### WORK REQUIRED
List every line of the data below that contains the word "white". Case counts.

### DATA PROVIDED
----

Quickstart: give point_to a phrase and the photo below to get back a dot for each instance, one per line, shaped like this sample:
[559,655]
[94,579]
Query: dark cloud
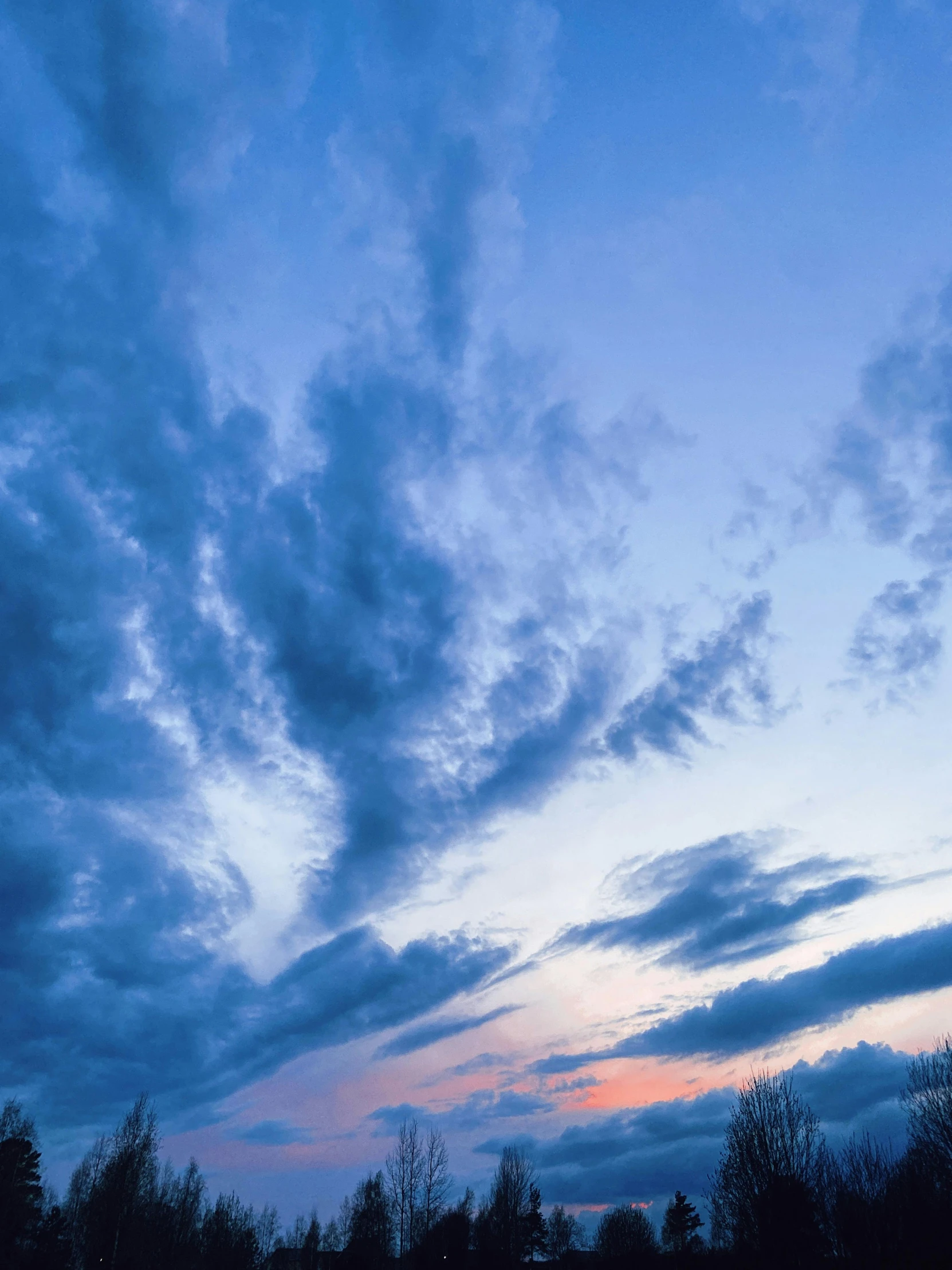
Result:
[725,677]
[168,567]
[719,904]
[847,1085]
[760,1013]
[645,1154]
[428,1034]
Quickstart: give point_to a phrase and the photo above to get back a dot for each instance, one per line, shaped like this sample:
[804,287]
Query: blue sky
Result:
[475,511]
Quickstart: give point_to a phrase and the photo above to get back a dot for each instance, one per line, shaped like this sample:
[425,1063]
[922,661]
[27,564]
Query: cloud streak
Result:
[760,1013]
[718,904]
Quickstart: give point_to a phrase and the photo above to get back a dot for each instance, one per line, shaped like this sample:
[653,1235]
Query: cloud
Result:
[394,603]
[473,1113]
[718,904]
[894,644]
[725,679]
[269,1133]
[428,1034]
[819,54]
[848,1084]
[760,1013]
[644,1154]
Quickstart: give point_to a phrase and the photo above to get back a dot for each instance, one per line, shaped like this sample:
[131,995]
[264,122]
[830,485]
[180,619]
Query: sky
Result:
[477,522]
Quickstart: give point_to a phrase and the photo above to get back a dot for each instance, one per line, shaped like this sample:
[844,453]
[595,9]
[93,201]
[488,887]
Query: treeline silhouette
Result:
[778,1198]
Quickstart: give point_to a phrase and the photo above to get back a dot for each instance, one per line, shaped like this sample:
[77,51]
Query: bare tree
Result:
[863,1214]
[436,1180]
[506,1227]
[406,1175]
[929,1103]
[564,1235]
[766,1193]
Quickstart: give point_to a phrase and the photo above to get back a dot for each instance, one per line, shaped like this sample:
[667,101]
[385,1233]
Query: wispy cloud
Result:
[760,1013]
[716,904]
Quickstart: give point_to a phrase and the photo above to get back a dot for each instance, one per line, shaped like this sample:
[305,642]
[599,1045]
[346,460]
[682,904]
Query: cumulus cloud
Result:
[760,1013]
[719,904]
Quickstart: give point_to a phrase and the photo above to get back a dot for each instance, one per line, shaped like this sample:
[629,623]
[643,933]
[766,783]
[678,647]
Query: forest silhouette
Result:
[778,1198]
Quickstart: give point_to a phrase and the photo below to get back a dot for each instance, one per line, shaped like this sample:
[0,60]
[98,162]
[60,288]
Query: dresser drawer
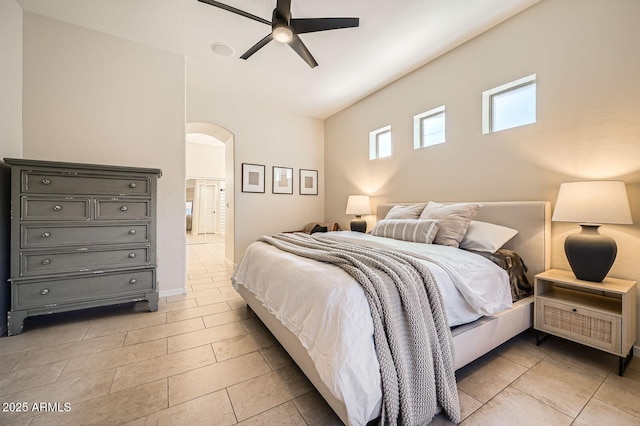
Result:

----

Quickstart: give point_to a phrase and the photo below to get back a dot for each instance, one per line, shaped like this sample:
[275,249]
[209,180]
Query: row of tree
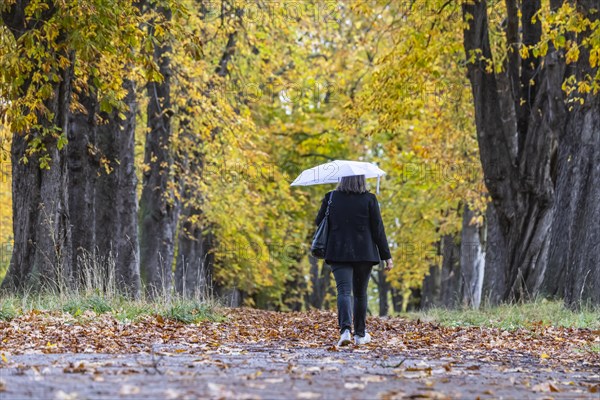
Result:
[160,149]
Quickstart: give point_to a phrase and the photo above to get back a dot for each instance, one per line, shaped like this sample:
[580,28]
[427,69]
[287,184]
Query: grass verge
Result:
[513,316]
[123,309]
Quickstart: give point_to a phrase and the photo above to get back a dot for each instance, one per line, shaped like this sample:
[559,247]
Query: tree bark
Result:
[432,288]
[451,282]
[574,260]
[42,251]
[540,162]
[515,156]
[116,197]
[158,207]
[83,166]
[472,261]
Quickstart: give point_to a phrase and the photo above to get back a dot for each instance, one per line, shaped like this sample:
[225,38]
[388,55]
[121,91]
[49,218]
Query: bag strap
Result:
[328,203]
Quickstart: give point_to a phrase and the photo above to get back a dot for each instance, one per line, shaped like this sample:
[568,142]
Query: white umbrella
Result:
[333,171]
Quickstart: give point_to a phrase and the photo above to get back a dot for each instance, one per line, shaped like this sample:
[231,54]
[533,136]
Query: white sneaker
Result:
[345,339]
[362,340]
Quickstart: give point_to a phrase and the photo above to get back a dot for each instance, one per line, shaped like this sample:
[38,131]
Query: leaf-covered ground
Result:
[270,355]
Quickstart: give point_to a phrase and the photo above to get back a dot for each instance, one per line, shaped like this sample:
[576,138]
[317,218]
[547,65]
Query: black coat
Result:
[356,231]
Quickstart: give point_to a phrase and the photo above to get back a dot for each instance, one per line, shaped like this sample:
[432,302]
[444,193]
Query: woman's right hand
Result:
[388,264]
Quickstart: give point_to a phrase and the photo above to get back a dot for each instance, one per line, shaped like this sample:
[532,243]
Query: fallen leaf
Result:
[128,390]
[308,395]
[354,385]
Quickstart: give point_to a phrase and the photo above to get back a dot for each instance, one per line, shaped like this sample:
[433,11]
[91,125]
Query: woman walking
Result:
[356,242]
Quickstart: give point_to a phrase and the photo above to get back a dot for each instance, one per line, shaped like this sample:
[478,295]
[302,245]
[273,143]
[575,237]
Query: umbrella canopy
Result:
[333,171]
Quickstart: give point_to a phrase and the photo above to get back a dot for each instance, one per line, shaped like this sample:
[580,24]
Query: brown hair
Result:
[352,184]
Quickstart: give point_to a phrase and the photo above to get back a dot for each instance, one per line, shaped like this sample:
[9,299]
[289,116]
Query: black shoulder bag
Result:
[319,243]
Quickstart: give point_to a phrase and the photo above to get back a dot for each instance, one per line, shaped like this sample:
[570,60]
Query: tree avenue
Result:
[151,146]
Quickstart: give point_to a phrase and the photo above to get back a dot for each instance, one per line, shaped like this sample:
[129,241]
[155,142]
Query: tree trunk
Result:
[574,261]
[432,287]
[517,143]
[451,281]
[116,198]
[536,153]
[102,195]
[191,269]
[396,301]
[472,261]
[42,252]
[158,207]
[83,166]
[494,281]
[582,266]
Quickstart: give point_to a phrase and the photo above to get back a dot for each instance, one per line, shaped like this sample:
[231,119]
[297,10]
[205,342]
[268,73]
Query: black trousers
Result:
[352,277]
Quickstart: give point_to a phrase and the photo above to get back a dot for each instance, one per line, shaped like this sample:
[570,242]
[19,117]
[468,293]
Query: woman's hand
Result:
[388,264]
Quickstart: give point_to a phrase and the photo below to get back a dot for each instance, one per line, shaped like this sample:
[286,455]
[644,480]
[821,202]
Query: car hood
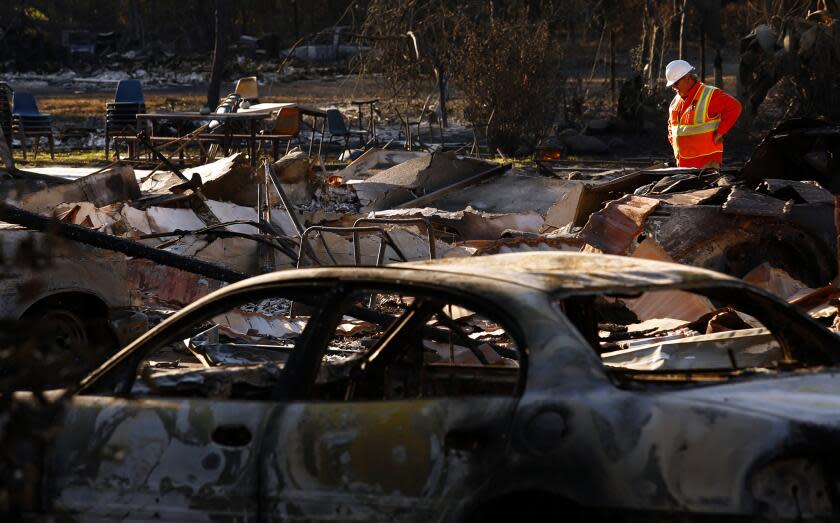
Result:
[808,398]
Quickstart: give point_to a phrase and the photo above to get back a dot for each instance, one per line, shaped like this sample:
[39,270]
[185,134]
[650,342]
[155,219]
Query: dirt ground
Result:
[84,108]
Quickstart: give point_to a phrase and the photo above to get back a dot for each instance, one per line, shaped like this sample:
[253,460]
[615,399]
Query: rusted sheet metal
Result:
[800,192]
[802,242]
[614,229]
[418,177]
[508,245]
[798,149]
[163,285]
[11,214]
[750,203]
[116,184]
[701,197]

----

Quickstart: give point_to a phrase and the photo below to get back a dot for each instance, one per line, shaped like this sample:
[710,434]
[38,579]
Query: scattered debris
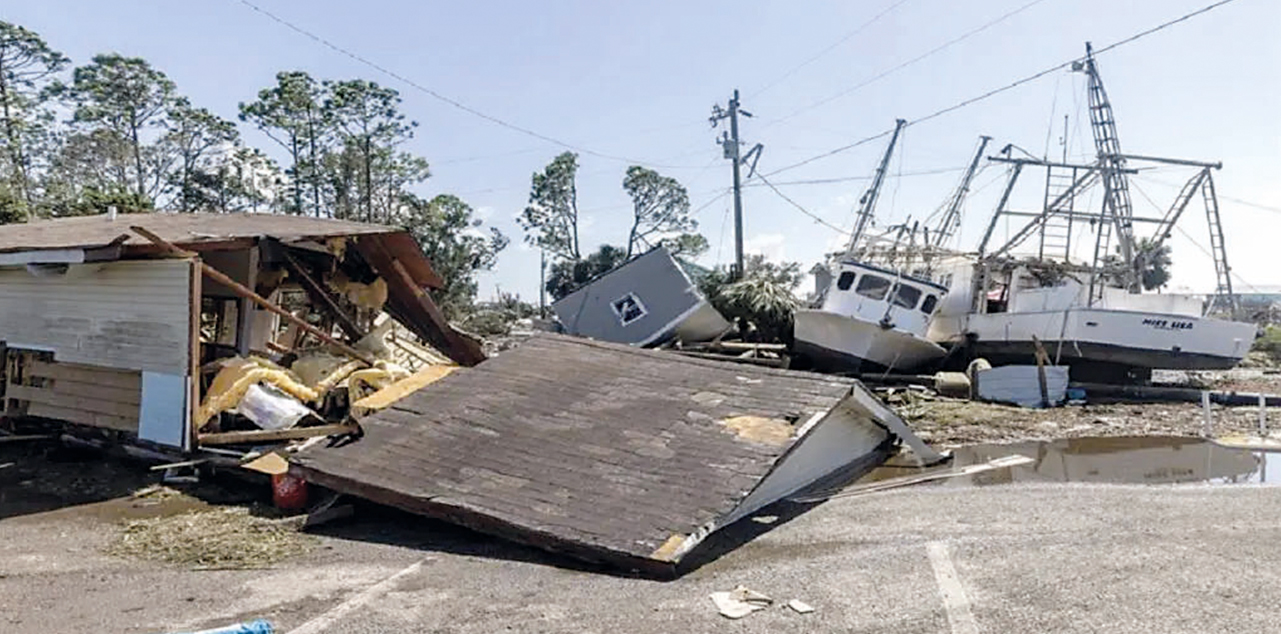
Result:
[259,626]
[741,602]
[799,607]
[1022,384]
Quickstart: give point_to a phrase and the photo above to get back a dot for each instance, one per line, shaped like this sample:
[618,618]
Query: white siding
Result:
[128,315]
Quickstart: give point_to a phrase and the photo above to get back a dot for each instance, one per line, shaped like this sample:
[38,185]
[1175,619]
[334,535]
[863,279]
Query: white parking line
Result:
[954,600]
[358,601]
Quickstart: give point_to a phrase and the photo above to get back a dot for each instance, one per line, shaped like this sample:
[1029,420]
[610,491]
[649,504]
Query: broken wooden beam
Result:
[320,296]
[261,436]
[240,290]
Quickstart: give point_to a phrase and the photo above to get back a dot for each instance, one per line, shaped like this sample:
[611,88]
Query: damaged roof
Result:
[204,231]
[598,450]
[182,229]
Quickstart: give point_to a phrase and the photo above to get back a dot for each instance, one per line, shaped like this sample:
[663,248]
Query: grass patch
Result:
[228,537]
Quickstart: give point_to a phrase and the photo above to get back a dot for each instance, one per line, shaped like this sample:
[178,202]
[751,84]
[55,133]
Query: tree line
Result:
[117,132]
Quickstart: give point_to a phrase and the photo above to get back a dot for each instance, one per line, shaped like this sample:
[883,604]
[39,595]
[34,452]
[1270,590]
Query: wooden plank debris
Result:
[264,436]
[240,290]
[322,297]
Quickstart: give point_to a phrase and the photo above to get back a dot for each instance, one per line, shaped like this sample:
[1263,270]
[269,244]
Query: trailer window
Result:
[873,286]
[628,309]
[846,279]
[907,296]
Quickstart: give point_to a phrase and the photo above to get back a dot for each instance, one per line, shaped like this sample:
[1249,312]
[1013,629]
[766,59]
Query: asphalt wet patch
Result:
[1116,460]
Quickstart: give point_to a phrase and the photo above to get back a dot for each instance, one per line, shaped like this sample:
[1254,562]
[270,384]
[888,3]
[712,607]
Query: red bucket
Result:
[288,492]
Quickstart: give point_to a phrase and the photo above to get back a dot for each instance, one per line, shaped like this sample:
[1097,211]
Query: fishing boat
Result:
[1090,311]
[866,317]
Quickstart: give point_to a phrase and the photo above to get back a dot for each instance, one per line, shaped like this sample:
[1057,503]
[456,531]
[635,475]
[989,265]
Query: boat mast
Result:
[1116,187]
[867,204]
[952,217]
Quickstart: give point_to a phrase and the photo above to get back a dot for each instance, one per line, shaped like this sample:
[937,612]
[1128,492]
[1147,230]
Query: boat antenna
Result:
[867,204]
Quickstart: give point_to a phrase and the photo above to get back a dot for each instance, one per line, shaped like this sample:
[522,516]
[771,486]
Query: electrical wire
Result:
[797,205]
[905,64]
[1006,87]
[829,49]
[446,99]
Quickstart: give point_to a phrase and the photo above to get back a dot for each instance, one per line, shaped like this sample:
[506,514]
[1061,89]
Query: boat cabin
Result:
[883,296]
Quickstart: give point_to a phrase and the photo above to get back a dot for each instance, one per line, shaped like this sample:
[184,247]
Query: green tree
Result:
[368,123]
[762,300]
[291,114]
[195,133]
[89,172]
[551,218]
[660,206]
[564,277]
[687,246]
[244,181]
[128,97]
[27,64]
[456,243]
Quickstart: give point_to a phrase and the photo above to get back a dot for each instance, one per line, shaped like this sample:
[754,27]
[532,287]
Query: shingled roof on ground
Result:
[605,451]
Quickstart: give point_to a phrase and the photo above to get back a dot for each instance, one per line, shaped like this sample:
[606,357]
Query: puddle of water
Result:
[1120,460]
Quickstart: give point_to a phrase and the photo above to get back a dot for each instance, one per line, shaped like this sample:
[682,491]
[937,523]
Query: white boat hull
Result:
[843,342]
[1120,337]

----

### THE COMPLETED TASK
Query: white umbrella
Query: white sneaker
Query: white siding
Query: white parking line
Query: white boat hull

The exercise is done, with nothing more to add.